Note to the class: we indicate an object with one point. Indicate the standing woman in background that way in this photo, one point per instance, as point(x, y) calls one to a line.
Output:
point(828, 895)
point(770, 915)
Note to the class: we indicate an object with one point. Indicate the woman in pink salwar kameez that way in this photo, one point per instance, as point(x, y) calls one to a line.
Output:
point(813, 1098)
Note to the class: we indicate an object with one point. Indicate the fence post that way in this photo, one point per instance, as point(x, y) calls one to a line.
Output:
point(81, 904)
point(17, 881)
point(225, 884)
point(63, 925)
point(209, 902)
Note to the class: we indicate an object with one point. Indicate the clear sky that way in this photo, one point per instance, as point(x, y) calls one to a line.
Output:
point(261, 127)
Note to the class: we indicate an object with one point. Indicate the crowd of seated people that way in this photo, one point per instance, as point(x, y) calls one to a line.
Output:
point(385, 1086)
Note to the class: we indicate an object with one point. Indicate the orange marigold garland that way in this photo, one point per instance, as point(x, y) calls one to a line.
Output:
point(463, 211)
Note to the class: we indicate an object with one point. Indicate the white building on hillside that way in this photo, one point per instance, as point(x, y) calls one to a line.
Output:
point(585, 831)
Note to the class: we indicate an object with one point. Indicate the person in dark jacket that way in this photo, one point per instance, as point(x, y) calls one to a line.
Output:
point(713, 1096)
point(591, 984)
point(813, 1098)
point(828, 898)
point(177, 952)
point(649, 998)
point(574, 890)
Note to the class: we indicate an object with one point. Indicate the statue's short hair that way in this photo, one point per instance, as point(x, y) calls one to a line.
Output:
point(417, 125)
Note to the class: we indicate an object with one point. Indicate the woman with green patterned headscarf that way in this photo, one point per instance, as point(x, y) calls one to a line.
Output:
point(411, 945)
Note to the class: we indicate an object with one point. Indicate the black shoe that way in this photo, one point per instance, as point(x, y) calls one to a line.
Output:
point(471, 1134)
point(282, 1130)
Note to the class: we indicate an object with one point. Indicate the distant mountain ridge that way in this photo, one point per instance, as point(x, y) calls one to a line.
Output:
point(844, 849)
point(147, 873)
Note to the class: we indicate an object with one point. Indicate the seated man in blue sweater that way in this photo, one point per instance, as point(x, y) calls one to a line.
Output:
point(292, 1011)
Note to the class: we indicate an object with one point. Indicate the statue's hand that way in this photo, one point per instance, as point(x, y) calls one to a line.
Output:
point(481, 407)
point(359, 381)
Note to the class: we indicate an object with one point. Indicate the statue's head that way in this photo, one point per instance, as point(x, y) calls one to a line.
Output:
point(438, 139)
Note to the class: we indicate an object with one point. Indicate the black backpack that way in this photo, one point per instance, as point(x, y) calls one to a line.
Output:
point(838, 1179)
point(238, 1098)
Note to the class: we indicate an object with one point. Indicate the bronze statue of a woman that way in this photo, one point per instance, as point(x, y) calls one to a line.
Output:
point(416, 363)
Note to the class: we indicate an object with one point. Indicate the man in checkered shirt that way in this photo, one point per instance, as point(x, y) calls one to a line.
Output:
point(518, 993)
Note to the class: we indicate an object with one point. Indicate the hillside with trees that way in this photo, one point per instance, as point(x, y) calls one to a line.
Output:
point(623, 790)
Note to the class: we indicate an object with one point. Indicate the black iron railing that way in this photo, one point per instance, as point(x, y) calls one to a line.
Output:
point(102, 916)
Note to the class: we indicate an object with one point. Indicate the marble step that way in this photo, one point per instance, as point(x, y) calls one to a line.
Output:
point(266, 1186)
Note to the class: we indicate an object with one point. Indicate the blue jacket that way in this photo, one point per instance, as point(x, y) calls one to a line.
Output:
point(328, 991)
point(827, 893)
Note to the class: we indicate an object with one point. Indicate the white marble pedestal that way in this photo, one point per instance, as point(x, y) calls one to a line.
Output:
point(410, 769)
◇ ◇ ◇ ◇ ◇ ◇ ◇
* _Exercise_:
Please repeat the rows word for word, beginning at the line that contains "Indicate the crowd" and stopping after the line that contains "point(585, 831)".

* _The reply_:
Note to the class: we indicate an object with one point. Indicate the crowd of seated people that way in this photo, one point per instance, as point(x, y) calls one to a line.
Output:
point(385, 1086)
Note to the class: we indicate an object with one point. Indicate the orange marigold garland that way in this photo, one point per instance, as point(x, y) calls one to a line.
Output:
point(463, 211)
Note to the class: we indicate an object with one point. Indicate the white building on hillside that way in this photo, one point per instance, as point(x, y) calls one to a line.
Output:
point(585, 831)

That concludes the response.